-- BEGIN --
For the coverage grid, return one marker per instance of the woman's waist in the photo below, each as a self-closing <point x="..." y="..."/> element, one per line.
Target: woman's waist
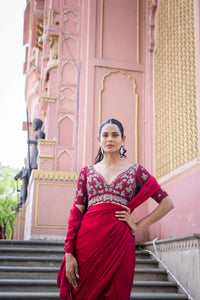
<point x="107" y="198"/>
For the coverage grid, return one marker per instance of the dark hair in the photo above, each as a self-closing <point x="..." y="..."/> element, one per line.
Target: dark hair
<point x="99" y="156"/>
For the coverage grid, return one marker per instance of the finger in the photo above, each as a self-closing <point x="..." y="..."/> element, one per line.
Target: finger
<point x="76" y="271"/>
<point x="74" y="281"/>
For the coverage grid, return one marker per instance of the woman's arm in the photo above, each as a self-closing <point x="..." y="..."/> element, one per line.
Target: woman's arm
<point x="159" y="212"/>
<point x="81" y="208"/>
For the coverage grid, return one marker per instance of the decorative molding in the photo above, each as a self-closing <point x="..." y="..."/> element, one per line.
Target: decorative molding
<point x="138" y="31"/>
<point x="73" y="122"/>
<point x="63" y="96"/>
<point x="153" y="9"/>
<point x="75" y="70"/>
<point x="60" y="154"/>
<point x="53" y="63"/>
<point x="53" y="13"/>
<point x="55" y="175"/>
<point x="46" y="142"/>
<point x="101" y="29"/>
<point x="47" y="99"/>
<point x="136" y="104"/>
<point x="75" y="20"/>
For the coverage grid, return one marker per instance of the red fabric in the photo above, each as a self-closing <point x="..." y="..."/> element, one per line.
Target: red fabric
<point x="149" y="188"/>
<point x="74" y="222"/>
<point x="103" y="246"/>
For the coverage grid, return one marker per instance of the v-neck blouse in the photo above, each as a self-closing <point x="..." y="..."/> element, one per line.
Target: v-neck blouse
<point x="92" y="187"/>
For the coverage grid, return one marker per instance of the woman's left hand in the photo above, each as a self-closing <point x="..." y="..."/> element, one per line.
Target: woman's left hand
<point x="125" y="216"/>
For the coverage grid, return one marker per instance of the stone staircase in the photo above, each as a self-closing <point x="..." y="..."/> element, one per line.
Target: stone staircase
<point x="28" y="270"/>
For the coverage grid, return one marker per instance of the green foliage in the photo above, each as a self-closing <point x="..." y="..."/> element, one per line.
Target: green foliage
<point x="8" y="200"/>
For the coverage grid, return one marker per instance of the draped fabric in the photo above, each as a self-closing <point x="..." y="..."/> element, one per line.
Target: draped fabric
<point x="103" y="245"/>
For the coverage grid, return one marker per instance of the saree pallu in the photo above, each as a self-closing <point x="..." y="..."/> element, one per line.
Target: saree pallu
<point x="105" y="250"/>
<point x="103" y="245"/>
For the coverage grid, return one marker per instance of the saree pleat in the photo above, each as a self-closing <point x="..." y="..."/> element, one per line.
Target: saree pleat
<point x="105" y="251"/>
<point x="101" y="245"/>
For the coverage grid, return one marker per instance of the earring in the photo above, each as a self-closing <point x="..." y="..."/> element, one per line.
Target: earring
<point x="121" y="150"/>
<point x="102" y="151"/>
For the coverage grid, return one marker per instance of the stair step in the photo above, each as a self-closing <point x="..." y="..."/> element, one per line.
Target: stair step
<point x="28" y="272"/>
<point x="30" y="260"/>
<point x="146" y="262"/>
<point x="28" y="285"/>
<point x="150" y="274"/>
<point x="19" y="251"/>
<point x="157" y="296"/>
<point x="30" y="295"/>
<point x="154" y="286"/>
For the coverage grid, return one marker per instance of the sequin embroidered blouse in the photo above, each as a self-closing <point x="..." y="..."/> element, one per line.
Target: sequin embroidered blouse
<point x="92" y="187"/>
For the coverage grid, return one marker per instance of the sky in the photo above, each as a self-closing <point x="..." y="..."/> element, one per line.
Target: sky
<point x="13" y="145"/>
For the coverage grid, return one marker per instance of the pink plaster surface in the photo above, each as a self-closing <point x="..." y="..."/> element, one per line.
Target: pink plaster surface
<point x="87" y="87"/>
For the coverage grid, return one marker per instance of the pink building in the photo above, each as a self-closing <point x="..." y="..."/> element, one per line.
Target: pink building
<point x="134" y="60"/>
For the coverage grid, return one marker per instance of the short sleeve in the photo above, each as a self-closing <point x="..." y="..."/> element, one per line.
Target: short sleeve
<point x="81" y="190"/>
<point x="141" y="176"/>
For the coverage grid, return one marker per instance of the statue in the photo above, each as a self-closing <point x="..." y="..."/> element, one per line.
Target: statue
<point x="37" y="126"/>
<point x="25" y="172"/>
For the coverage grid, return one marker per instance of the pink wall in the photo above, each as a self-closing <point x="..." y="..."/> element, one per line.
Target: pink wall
<point x="103" y="67"/>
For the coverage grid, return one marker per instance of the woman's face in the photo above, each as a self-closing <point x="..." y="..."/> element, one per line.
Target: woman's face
<point x="111" y="138"/>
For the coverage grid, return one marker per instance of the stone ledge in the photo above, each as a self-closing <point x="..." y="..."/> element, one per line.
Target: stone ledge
<point x="186" y="242"/>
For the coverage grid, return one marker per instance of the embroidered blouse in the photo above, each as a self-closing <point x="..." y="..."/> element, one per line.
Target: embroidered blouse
<point x="92" y="187"/>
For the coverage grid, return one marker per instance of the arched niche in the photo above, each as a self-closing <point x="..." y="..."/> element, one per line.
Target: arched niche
<point x="66" y="132"/>
<point x="64" y="161"/>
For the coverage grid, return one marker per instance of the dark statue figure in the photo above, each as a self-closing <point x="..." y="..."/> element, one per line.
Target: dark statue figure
<point x="37" y="125"/>
<point x="25" y="172"/>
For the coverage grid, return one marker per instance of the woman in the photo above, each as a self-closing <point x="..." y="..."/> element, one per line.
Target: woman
<point x="100" y="244"/>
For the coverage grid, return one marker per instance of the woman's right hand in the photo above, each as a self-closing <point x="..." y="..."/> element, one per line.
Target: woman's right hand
<point x="72" y="272"/>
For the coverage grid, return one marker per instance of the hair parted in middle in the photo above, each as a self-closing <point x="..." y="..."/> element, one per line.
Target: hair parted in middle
<point x="122" y="151"/>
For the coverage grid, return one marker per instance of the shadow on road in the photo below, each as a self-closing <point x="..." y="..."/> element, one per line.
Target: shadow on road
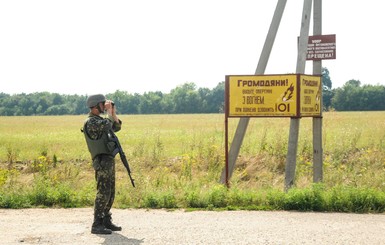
<point x="116" y="238"/>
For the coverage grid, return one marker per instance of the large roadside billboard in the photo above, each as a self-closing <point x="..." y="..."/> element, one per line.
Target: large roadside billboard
<point x="289" y="95"/>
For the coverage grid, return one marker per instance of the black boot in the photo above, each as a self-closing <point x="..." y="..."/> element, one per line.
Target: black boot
<point x="99" y="228"/>
<point x="107" y="221"/>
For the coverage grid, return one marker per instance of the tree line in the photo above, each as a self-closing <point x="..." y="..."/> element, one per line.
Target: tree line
<point x="186" y="98"/>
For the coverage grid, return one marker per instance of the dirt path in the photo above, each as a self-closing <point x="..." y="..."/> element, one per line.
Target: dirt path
<point x="72" y="226"/>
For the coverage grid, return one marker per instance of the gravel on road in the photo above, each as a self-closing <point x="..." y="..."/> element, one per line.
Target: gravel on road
<point x="72" y="226"/>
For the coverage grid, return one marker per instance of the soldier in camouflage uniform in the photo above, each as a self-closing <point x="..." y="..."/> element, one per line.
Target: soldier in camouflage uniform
<point x="96" y="131"/>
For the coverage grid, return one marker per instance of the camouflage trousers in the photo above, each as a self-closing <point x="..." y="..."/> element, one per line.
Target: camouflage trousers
<point x="104" y="166"/>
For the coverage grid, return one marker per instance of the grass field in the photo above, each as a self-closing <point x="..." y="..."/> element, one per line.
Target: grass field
<point x="177" y="161"/>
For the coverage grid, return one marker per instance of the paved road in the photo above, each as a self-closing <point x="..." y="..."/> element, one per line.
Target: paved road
<point x="72" y="226"/>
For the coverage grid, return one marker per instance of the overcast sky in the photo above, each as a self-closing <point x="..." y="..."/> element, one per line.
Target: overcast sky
<point x="93" y="46"/>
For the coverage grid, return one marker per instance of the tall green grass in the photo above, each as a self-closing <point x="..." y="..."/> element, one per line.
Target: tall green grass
<point x="177" y="162"/>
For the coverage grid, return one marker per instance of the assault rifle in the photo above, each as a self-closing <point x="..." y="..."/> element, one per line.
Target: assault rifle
<point x="119" y="150"/>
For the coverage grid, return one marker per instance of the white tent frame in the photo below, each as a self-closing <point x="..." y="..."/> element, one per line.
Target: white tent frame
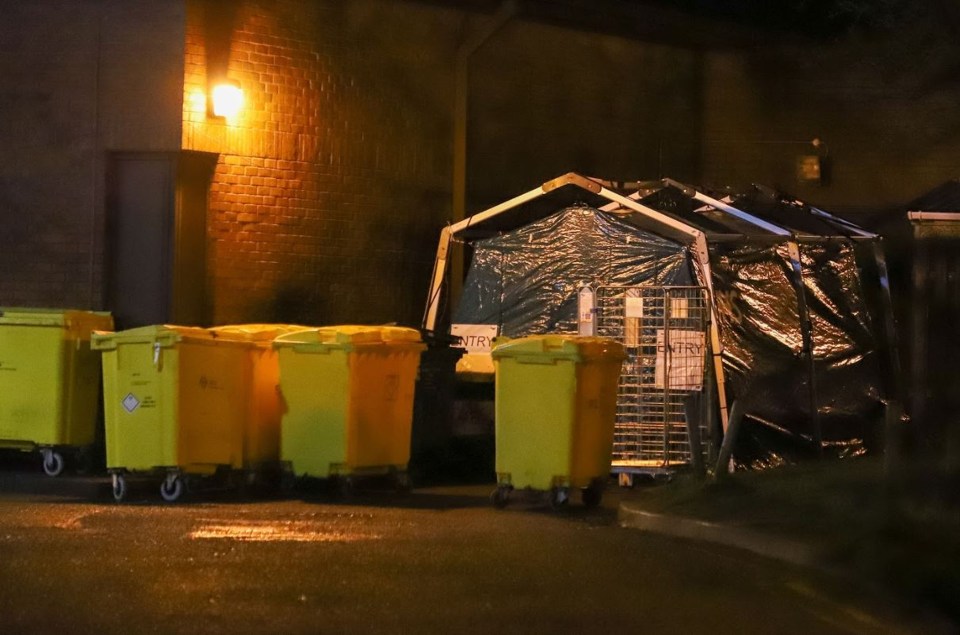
<point x="697" y="238"/>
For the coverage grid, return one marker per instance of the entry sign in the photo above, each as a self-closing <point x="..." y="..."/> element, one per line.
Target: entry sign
<point x="685" y="357"/>
<point x="476" y="338"/>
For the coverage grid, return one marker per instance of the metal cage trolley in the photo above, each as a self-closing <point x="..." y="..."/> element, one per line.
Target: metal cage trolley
<point x="661" y="415"/>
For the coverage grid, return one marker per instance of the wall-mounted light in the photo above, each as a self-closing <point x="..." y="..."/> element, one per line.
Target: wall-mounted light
<point x="226" y="98"/>
<point x="814" y="168"/>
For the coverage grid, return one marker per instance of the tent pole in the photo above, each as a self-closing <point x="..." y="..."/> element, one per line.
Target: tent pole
<point x="439" y="272"/>
<point x="716" y="348"/>
<point x="806" y="334"/>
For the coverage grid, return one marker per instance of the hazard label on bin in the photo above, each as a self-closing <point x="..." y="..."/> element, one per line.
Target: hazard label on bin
<point x="130" y="402"/>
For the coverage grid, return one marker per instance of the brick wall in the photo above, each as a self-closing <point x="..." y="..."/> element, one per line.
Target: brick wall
<point x="73" y="86"/>
<point x="332" y="183"/>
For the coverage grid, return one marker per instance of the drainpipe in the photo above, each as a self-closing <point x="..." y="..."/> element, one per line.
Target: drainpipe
<point x="467" y="48"/>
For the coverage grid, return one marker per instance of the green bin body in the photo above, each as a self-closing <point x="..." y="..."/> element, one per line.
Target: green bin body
<point x="348" y="399"/>
<point x="555" y="405"/>
<point x="49" y="378"/>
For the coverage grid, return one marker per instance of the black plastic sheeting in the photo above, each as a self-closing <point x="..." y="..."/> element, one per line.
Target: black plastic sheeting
<point x="527" y="281"/>
<point x="767" y="365"/>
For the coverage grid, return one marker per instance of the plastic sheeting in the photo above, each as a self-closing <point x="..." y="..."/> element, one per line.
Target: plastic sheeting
<point x="767" y="365"/>
<point x="526" y="281"/>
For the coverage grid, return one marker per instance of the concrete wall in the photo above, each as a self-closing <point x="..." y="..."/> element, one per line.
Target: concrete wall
<point x="74" y="85"/>
<point x="884" y="105"/>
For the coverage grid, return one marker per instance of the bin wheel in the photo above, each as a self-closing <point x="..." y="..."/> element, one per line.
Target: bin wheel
<point x="559" y="497"/>
<point x="288" y="480"/>
<point x="402" y="483"/>
<point x="501" y="496"/>
<point x="171" y="488"/>
<point x="53" y="462"/>
<point x="84" y="461"/>
<point x="345" y="487"/>
<point x="592" y="494"/>
<point x="119" y="487"/>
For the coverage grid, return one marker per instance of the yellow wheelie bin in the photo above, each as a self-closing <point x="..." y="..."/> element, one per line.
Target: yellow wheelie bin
<point x="49" y="382"/>
<point x="348" y="398"/>
<point x="175" y="404"/>
<point x="555" y="404"/>
<point x="261" y="430"/>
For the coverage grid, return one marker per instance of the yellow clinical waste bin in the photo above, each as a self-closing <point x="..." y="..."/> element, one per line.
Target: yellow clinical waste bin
<point x="174" y="404"/>
<point x="49" y="382"/>
<point x="555" y="407"/>
<point x="261" y="430"/>
<point x="348" y="398"/>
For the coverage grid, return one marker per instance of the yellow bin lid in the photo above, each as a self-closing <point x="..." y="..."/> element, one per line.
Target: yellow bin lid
<point x="345" y="337"/>
<point x="263" y="333"/>
<point x="162" y="334"/>
<point x="80" y="323"/>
-- END --
PROBLEM STATEMENT →
The answer consists only of the lines from the one containing "of the plastic" to the end of the records, each written out exactly.

TASK SOLUTION →
For the coverage grid, return one marker per instance of the plastic sheeting in the photo above, each as a self-closing <point x="..." y="..."/> element, one per line.
Target: plastic sheeting
<point x="767" y="365"/>
<point x="526" y="281"/>
For the coverage grid, return one marker per instance of the concrete wall in the photo above, each as a self-closing <point x="..." y="..."/> element, one per line.
Target: concrete wall
<point x="74" y="85"/>
<point x="884" y="105"/>
For the coverage grid, return one marker per instance of the bin wheel in the photo above, each as a self-closing <point x="..." y="..."/> element, one per line.
Target: bin wheel
<point x="559" y="497"/>
<point x="288" y="480"/>
<point x="402" y="483"/>
<point x="501" y="496"/>
<point x="171" y="488"/>
<point x="53" y="462"/>
<point x="84" y="461"/>
<point x="345" y="487"/>
<point x="592" y="494"/>
<point x="119" y="487"/>
For the coverage grid, return one marker per instance of the yellow wheelie bin in the photo above, each as a self-closing <point x="..." y="..."/> element, one per line.
Target: yellow wheelie bin
<point x="49" y="382"/>
<point x="348" y="398"/>
<point x="175" y="404"/>
<point x="555" y="404"/>
<point x="261" y="430"/>
For the coverage grid, return one marker per instance of the yellow clinical waste bin in the photo above, each as a self-closing <point x="..." y="..."/> element, one per line.
Target: yellow clinical waste bin
<point x="174" y="404"/>
<point x="49" y="382"/>
<point x="555" y="407"/>
<point x="261" y="430"/>
<point x="348" y="398"/>
For the coverage grid, return one marker per instance of the yellow bin lid in the photo above, each as a self-closing <point x="..." y="..."/> element, one per line.
Target: yellow bin lid
<point x="345" y="337"/>
<point x="263" y="333"/>
<point x="162" y="334"/>
<point x="80" y="323"/>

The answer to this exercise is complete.